Text segment —
◇ ◇ ◇
# galipolli in turkey



## rocky1968 (Nov 10, 2011)

afternoon guys has anybody been to galipolli in there mh.


----------



## peejay (May 10, 2005)

Yes, last year, see..

http://www.magbaztravels.com/content/view/1341/30/

http://www.magbaztravels.com/component/option,com_zoom/Itemid,26/catid,676/

Pete


----------



## somertonion (May 29, 2007)

Yes, we drove down to the Hellas memorial, right at the tip of the Gallipoli peninsular. My husbands grandfather lost his life there and we were the first in family to visit his memorial. From Alexandreaoplolis its a half day drive. we had no hassles at the border. If you are going to visit the WW1 battlefields you'll need to allow 1 or 2 days. It is now a national park and very beautiful, the war graves immaculately maintained by the Turks. The roads on the peninsular are good to drive. My husband manoeuvred our 7m motorhome and trailer between the cemeteries without problem and parking was OK. There's a one way system to avoid large vehicles meeting. There is a campsite ( or two) but we wildcamped for a couple nights. The coast road near ANZAC cove has some car parking areas alongside the sea which were beautiful. Once the last visiting coach had left, early evening, it was very tranquil.
◇ ◇ ◇
Rows —

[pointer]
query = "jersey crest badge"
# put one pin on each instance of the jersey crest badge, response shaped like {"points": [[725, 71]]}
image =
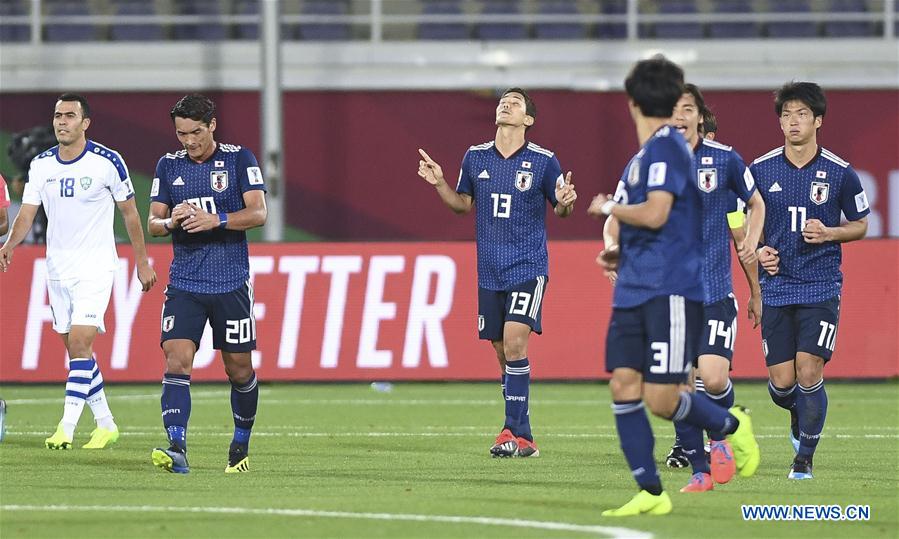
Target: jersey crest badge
{"points": [[218, 180], [819, 192], [523, 180], [633, 173], [708, 179]]}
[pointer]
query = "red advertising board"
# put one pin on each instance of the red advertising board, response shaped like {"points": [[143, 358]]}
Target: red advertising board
{"points": [[406, 311]]}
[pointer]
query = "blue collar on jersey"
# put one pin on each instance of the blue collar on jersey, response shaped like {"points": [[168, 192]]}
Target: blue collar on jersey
{"points": [[516, 152], [812, 160]]}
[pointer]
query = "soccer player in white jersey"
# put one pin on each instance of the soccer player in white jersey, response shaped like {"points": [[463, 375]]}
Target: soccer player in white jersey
{"points": [[806, 189], [509, 181], [79, 182]]}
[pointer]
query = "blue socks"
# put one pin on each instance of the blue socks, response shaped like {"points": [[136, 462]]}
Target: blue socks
{"points": [[518, 381], [811, 405], [244, 400], [783, 397], [725, 400], [637, 444], [176, 408], [698, 410]]}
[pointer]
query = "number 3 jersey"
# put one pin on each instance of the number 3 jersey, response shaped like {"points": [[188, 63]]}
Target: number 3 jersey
{"points": [[825, 187], [217, 260], [510, 197], [78, 197]]}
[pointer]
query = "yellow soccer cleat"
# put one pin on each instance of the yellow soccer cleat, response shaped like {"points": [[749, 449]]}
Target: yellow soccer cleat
{"points": [[102, 438], [238, 461], [643, 503], [59, 440], [746, 450]]}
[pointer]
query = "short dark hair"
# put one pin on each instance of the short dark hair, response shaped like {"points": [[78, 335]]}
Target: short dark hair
{"points": [[809, 93], [702, 108], [530, 108], [709, 122], [655, 85], [194, 107], [85, 108]]}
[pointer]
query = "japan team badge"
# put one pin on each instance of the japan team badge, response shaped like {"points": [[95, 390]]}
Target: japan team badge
{"points": [[819, 192], [218, 180]]}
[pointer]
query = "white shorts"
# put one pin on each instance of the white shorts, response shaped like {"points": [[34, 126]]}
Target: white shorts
{"points": [[80, 301]]}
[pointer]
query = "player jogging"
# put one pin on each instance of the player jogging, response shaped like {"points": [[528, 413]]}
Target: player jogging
{"points": [[806, 189]]}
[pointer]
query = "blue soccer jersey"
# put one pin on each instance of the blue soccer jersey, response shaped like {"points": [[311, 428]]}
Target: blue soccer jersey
{"points": [[825, 187], [721, 175], [667, 261], [215, 261], [510, 197]]}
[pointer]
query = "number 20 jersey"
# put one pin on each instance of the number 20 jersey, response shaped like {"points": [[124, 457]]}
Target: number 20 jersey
{"points": [[822, 189], [214, 261]]}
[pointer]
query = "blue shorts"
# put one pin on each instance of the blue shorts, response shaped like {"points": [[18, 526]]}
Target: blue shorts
{"points": [[657, 338], [719, 328], [810, 328], [520, 303], [230, 315]]}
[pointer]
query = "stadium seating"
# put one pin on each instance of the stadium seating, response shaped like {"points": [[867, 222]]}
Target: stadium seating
{"points": [[502, 30], [551, 30], [678, 30], [70, 30], [211, 30], [791, 29], [848, 28], [733, 30], [441, 30], [13, 32], [323, 31], [135, 32], [612, 30]]}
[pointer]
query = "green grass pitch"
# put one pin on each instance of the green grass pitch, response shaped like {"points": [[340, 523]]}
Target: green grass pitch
{"points": [[345, 461]]}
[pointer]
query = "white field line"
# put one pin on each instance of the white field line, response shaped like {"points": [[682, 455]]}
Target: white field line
{"points": [[610, 531], [159, 432]]}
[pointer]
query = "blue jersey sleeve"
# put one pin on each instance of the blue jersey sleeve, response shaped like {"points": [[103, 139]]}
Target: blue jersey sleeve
{"points": [[464, 185], [741, 180], [552, 177], [248, 172], [666, 170], [159, 191], [853, 200]]}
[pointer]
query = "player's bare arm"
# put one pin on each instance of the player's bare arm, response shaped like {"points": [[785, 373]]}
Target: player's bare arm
{"points": [[20, 228], [609, 257], [746, 249], [252, 216], [816, 232], [751, 271], [565, 195], [652, 214], [432, 173], [145, 274]]}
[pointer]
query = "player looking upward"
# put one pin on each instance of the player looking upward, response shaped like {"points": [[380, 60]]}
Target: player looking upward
{"points": [[509, 180]]}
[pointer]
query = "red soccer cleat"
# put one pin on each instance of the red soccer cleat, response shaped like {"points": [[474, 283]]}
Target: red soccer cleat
{"points": [[505, 445], [700, 482]]}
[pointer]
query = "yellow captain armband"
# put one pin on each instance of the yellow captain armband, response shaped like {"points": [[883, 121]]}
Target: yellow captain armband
{"points": [[735, 219]]}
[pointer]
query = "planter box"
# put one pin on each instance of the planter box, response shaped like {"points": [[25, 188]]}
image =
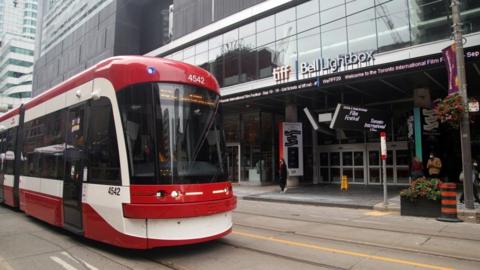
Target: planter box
{"points": [[420, 207]]}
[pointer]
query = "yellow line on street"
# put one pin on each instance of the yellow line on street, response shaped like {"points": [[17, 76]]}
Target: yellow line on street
{"points": [[341, 251]]}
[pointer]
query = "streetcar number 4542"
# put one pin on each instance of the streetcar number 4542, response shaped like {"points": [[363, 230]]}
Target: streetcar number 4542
{"points": [[196, 79], [114, 191]]}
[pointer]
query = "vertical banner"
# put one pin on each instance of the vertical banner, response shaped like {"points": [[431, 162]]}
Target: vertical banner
{"points": [[291, 147], [451, 62], [383, 145]]}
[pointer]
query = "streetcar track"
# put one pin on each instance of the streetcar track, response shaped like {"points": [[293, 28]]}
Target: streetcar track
{"points": [[362, 243], [436, 234], [275, 255]]}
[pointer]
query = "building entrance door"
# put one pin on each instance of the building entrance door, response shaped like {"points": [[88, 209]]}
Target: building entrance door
{"points": [[233, 161], [361, 163], [338, 160]]}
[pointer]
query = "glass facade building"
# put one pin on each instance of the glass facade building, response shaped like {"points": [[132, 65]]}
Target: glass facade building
{"points": [[18, 24], [323, 29], [264, 64]]}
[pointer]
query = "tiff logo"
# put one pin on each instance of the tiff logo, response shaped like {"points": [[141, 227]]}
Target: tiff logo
{"points": [[282, 73]]}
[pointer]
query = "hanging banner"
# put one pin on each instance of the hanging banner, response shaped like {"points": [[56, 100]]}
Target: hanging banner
{"points": [[356, 118], [450, 59], [291, 147]]}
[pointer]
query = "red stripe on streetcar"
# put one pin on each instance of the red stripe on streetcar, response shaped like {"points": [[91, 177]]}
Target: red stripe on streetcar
{"points": [[95, 227], [180, 210], [43, 206], [188, 193], [123, 71], [449, 210]]}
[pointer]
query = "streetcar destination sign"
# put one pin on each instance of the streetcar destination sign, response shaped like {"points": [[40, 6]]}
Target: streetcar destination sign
{"points": [[354, 117]]}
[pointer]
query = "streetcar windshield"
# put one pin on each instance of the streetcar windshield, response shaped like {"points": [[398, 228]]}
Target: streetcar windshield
{"points": [[173, 134]]}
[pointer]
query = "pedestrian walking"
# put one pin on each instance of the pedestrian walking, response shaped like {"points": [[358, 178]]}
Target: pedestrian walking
{"points": [[434, 165], [282, 173], [475, 182], [416, 168]]}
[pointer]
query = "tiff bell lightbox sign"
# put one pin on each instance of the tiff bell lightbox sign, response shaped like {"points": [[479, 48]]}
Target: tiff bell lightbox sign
{"points": [[291, 147], [354, 117], [322, 66], [342, 62]]}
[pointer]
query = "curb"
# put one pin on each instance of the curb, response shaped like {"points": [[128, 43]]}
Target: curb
{"points": [[351, 206]]}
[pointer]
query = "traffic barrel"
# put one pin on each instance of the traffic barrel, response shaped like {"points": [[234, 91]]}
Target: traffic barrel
{"points": [[449, 203]]}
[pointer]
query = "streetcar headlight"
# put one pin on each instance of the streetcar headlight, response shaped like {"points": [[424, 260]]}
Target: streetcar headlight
{"points": [[151, 70], [175, 194]]}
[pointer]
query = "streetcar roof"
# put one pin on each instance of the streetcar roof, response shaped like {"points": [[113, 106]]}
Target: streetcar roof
{"points": [[122, 71]]}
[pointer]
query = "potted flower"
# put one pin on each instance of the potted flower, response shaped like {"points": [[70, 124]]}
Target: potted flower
{"points": [[450, 110], [421, 198]]}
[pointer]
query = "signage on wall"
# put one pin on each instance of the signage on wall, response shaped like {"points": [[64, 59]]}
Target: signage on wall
{"points": [[282, 73], [354, 117], [342, 62], [370, 72], [291, 147]]}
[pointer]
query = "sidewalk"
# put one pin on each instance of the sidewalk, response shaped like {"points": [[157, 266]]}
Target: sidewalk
{"points": [[357, 196]]}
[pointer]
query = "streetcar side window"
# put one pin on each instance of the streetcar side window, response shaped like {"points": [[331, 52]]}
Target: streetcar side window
{"points": [[103, 148], [137, 109], [10, 150], [44, 143], [2, 151]]}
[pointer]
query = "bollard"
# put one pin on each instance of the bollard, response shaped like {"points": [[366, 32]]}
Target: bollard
{"points": [[449, 203], [344, 183]]}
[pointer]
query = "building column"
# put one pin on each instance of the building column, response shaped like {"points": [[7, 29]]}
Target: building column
{"points": [[291, 115], [316, 158]]}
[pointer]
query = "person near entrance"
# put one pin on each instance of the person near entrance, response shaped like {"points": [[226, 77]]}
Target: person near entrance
{"points": [[282, 175], [434, 165], [416, 168], [475, 182]]}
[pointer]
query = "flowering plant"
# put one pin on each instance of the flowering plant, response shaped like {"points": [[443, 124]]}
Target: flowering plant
{"points": [[422, 188], [450, 110]]}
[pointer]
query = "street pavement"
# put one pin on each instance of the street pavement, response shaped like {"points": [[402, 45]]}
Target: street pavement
{"points": [[357, 196], [266, 235]]}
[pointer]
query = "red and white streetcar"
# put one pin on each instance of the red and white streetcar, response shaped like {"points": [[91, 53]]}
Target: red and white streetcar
{"points": [[129, 152]]}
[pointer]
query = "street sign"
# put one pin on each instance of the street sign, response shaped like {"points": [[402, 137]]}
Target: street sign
{"points": [[354, 117]]}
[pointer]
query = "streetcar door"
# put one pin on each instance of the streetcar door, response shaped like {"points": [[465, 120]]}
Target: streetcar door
{"points": [[75, 168], [3, 141]]}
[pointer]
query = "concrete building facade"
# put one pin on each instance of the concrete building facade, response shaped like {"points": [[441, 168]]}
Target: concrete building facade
{"points": [[77, 34], [273, 59]]}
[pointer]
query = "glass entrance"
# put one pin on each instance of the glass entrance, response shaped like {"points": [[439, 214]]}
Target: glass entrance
{"points": [[233, 162], [361, 163], [336, 161]]}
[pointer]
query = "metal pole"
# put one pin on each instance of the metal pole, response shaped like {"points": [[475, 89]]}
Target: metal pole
{"points": [[385, 198], [465, 123]]}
◇ ◇ ◇
Problem set —
1. In the Gallipoli thread, how many days does the poster say to allow for visiting the WW1 battlefields?
2. Update the Gallipoli thread, everything from "Yes, last year, see.." down to "(May 29, 2007)", so that "Pete" is replaced by "Peter".
3. Write the next part of the Gallipoli thread, picking up after its final sentence.

Responses by task —
1. One or two days.

2.
Yes, last year, see..

http://www.magbaztravels.com/content/view/1341/30/

http://www.magbaztravels.com/component/option,com_zoom/Itemid,26/catid,676/

Peter


----------



## somertonion (May 29, 2007)

3.
Look out for the wild tortoise and some amazing lizards! We very much enjoyed our visit and a very moving moment finding Andy's grandad on the massive Hellas memorial.


----------



## rocky1968 (Nov 10, 2011)

*gallipolli*

thanks where did u ship from or did u drive all the way there.


----------



## somertonion (May 29, 2007)

We drove there. Didn't proceed any further into Turkey, but returned to Greece to explore there.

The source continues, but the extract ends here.